(Data entries)
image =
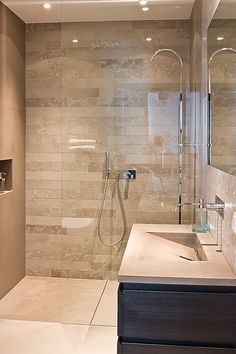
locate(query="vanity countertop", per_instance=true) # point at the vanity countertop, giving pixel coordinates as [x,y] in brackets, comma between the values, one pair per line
[142,263]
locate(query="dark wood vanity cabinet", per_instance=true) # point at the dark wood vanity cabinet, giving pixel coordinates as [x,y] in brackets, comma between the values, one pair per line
[176,319]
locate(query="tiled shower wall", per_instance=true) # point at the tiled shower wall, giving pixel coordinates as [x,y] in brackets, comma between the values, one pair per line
[223,84]
[83,99]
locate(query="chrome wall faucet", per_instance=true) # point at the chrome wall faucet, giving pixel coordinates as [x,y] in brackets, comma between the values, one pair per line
[202,204]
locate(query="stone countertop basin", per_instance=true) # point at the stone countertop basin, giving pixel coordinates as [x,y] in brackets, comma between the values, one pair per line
[173,254]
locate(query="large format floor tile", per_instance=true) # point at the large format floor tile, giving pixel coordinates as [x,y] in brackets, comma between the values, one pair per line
[24,337]
[76,335]
[106,313]
[100,340]
[53,299]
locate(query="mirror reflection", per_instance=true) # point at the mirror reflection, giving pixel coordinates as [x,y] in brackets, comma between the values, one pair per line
[222,88]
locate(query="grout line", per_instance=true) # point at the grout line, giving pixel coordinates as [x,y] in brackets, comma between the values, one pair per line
[98,302]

WRITTEN INSTRUCTION: Your task is to transcribe all of the records precisely, with no images included.

RESULT:
image =
locate(query="vanity countertop", per_instance=true) # point at the vanity countertop, giving pixel coordinates as [x,y] in brackets, comma between the values, one pair per line
[142,263]
locate(query="dark wood vanity cabinet", per_instance=true) # point at the dark wood vanity cabinet, giving pixel coordinates as [x,y] in brackets, comma between the values, one pair per line
[176,319]
locate(query="tiled shower wall", per_instance=true) # point at the tiled shower wall, giving pixel coordinates as [x,y] in brackets, comma between the values, one pair per line
[223,84]
[83,99]
locate(query="chrome wall faucet", per_instance=true) # point at the chrome wall faucet, giving pixel coordinates as [x,y] in brackets, comma between the values, one pair per line
[202,204]
locate(query="stone countertop basin", per_instance=true) # point at the stone countertop basin, giving pixel coordinates as [x,y] in brackets, comma between the values, one pair per line
[173,254]
locate(query="large format floor tile", per_instance=true) # point at the large format floor tile, giving pixel coordinates as [x,y] in brackets, comma between the values, one pair per line
[24,337]
[76,335]
[106,313]
[100,340]
[53,299]
locate(query="mirror reflection", per_instance=true) # point at the mirror reflection, giving pixel coordinates as [x,y] in brackets, comma between the values, one pair per line
[222,88]
locate(query="grout line", per_instance=true) # point at the grout line, giving pixel coordinates as [x,y] in brackets, comma between the values, one pair per line
[98,302]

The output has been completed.